_Task_. Word for word, restate the entries below, but exclude the images.
[Opening Data to use section]
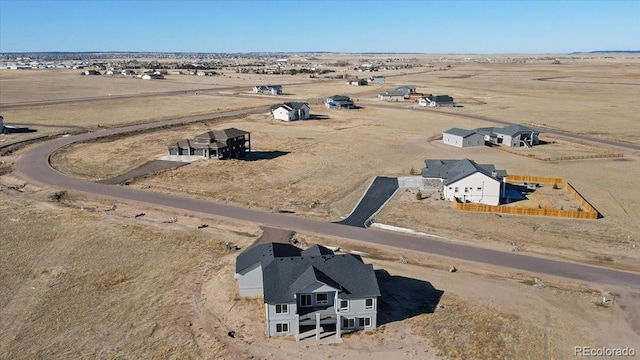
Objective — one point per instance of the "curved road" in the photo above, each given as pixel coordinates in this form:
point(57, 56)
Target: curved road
point(34, 164)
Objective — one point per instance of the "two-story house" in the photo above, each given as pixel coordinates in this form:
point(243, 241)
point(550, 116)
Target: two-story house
point(220, 144)
point(339, 102)
point(312, 289)
point(291, 111)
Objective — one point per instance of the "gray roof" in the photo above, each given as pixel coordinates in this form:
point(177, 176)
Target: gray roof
point(512, 130)
point(339, 98)
point(392, 93)
point(460, 132)
point(317, 250)
point(283, 277)
point(454, 170)
point(290, 106)
point(264, 253)
point(440, 98)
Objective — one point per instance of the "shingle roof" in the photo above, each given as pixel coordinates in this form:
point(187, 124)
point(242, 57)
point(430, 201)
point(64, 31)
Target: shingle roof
point(339, 98)
point(441, 98)
point(290, 106)
point(454, 170)
point(392, 93)
point(264, 253)
point(512, 130)
point(345, 272)
point(460, 132)
point(317, 250)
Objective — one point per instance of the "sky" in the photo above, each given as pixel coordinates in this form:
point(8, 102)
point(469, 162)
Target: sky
point(432, 27)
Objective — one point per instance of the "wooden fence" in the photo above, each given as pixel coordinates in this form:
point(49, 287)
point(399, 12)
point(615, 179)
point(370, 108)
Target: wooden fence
point(587, 210)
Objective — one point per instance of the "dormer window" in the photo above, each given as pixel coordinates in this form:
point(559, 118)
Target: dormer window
point(344, 305)
point(322, 298)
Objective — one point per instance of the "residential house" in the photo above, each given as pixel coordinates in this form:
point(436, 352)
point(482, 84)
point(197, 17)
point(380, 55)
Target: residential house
point(465, 180)
point(152, 76)
point(462, 138)
point(406, 89)
point(512, 136)
point(309, 289)
point(223, 144)
point(516, 136)
point(339, 102)
point(392, 95)
point(436, 100)
point(376, 79)
point(291, 111)
point(268, 89)
point(358, 82)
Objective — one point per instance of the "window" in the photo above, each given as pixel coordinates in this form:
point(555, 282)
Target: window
point(364, 322)
point(368, 304)
point(282, 328)
point(305, 300)
point(348, 323)
point(322, 298)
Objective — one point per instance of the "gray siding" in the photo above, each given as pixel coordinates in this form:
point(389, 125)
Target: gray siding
point(250, 281)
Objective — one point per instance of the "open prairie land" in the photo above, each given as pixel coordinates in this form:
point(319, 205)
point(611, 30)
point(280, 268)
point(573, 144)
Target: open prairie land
point(86, 277)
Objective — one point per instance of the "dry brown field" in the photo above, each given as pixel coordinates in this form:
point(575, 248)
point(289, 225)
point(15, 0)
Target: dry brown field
point(169, 287)
point(82, 278)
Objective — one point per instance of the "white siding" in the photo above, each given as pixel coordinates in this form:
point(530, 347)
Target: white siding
point(479, 189)
point(453, 140)
point(250, 281)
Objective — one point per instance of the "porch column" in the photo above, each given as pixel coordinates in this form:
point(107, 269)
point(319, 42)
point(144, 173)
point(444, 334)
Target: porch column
point(317, 326)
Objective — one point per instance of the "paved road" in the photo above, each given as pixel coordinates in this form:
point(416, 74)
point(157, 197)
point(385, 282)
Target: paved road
point(379, 192)
point(34, 164)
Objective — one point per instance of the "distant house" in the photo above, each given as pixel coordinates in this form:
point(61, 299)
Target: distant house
point(376, 79)
point(464, 180)
point(291, 111)
point(436, 100)
point(392, 95)
point(223, 144)
point(152, 76)
point(358, 82)
point(406, 89)
point(512, 136)
point(309, 288)
point(516, 136)
point(462, 138)
point(339, 102)
point(268, 89)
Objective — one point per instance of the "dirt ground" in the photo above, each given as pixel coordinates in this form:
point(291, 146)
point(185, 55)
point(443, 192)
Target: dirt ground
point(87, 278)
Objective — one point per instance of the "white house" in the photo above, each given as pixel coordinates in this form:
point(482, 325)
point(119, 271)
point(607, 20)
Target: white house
point(358, 82)
point(516, 136)
point(291, 111)
point(311, 288)
point(436, 100)
point(464, 180)
point(462, 138)
point(392, 95)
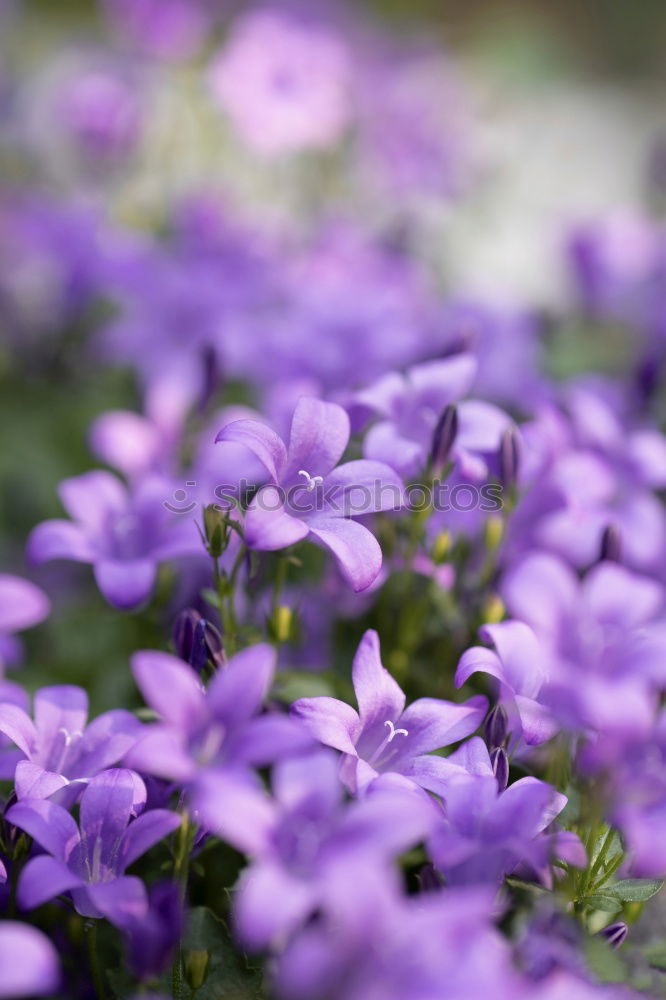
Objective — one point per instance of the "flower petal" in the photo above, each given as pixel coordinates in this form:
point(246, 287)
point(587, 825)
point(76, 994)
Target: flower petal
point(48, 823)
point(261, 440)
point(42, 879)
point(356, 549)
point(318, 438)
point(170, 687)
point(378, 694)
point(331, 721)
point(267, 524)
point(125, 584)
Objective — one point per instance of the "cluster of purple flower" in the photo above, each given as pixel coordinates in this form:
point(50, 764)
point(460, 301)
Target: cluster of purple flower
point(296, 381)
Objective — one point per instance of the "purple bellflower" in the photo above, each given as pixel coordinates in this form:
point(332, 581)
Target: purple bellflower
point(22, 605)
point(58, 750)
point(384, 736)
point(308, 495)
point(485, 833)
point(89, 860)
point(219, 727)
point(303, 838)
point(29, 962)
point(125, 536)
[Closing Data to use section]
_Final answer_.
Objective — one point per instance of the "curved road" in the photo above, each given as pixel coordinates in this form:
point(57, 56)
Target: curved road
point(34, 164)
Objective — one point per instance of the "two-story house" in the photo above, each given as pixel coordinates in this form:
point(243, 241)
point(550, 116)
Target: two-story house
point(220, 144)
point(339, 102)
point(312, 289)
point(291, 111)
Objective — one point per instance of the "gray roof" in the photo above, each given as pixel coordinates in this form:
point(177, 176)
Target: gray roof
point(512, 130)
point(339, 98)
point(392, 93)
point(460, 132)
point(317, 250)
point(283, 277)
point(454, 170)
point(290, 106)
point(264, 253)
point(440, 98)
Objective — one point per instance of the "shingle roof" in the photo above, each given as pixel coordinates in this form:
point(187, 124)
point(242, 57)
point(430, 201)
point(64, 31)
Target: shingle roof
point(339, 98)
point(441, 98)
point(290, 106)
point(454, 170)
point(392, 93)
point(264, 253)
point(512, 130)
point(345, 272)
point(460, 132)
point(317, 250)
Objective — one point per instance of the "sky" in the photo above, each given as pixel coordinates in this form:
point(8, 102)
point(469, 162)
Target: sky
point(432, 27)
Objective — one point per instance of the "wooden fence" in the photo above, each given as pixel coordinates in this form:
point(49, 287)
point(399, 12)
point(615, 179)
point(370, 108)
Target: wooden fence
point(587, 210)
Objective — one point per instance of the "dormer window" in the photo above, each given as pixel coordinates in this form:
point(559, 118)
Target: dormer window
point(344, 305)
point(322, 298)
Objective — one point per instance of the "residential house" in the photo above, each given as pixel coordinates in this form:
point(436, 352)
point(482, 84)
point(197, 17)
point(380, 55)
Target: residential house
point(465, 180)
point(152, 76)
point(462, 138)
point(406, 89)
point(512, 136)
point(309, 289)
point(223, 144)
point(516, 136)
point(339, 102)
point(392, 95)
point(436, 100)
point(376, 79)
point(291, 111)
point(268, 89)
point(358, 82)
Objective — one point per instance of the "window" in the photo above, each given as pixel coordinates in this form:
point(555, 282)
Target: window
point(364, 322)
point(368, 304)
point(282, 328)
point(305, 300)
point(348, 323)
point(322, 298)
Objective — one point per instance of the "gray siding" in the photo above, each given as pixel coordinates in this form:
point(389, 125)
Target: gray siding
point(250, 281)
Objective — one point per instance of the "open prairie land" in the photo above, each given as pixel coordinates in this form:
point(319, 205)
point(611, 30)
point(280, 268)
point(573, 144)
Target: open prairie land
point(86, 277)
Objective — one point per instance of the "dry brown field" in the photo above, each given as pixel coordinates in this form:
point(575, 248)
point(289, 225)
point(15, 0)
Target: dry brown field
point(169, 287)
point(82, 278)
Objective — one point per instance of the "white siding" in the photo above, each given as pixel coordinates in this form:
point(530, 347)
Target: white siding
point(479, 189)
point(453, 140)
point(250, 281)
Objective — one point per instance of the "porch column" in the photo above, each given as pixel coordinates in this form:
point(107, 269)
point(319, 42)
point(144, 173)
point(444, 334)
Target: porch column
point(317, 326)
Objective — one point per instance of the "paved road" in the photo above, each given as pixel coordinates in this form:
point(416, 74)
point(157, 197)
point(385, 282)
Target: paved road
point(379, 192)
point(34, 164)
Objective — one point per instance of the "distant house" in the photo above, each given as pixel coordinates in this form:
point(61, 299)
Target: distant house
point(376, 79)
point(464, 180)
point(291, 111)
point(436, 100)
point(392, 95)
point(223, 144)
point(152, 76)
point(358, 82)
point(406, 89)
point(512, 136)
point(309, 288)
point(516, 136)
point(462, 138)
point(339, 102)
point(268, 89)
Objective — one point per instance of the "dirt ground" in the photo above, each given as pixel coordinates in this form:
point(291, 146)
point(185, 55)
point(443, 192)
Target: dirt ground
point(87, 278)
Objective — one point per instance of the "white house" in the photo above, each given as pixel coordinates in this form:
point(482, 325)
point(119, 271)
point(607, 20)
Target: white house
point(358, 82)
point(516, 136)
point(291, 111)
point(311, 288)
point(436, 100)
point(464, 180)
point(462, 138)
point(392, 95)
Objective — one point per instance of the "flower petal" in the photo above, each given as pixel coordinates in this form:
point(246, 287)
point(587, 825)
point(76, 994)
Target: flower petal
point(48, 823)
point(261, 440)
point(42, 879)
point(356, 549)
point(318, 438)
point(170, 687)
point(378, 694)
point(331, 721)
point(267, 524)
point(125, 584)
Objective — one point per instance of the "cluster of purple flower" in the photo above, each given as pixel coordinates in this form:
point(50, 764)
point(460, 301)
Target: cluster of purple flower
point(296, 381)
Objective — one point per instance of the "purple bellflower" in the photo above, each given as pixel coordinates in this form:
point(332, 581)
Target: purple bellflower
point(22, 605)
point(58, 750)
point(384, 736)
point(308, 495)
point(485, 833)
point(89, 860)
point(219, 727)
point(303, 838)
point(29, 962)
point(125, 536)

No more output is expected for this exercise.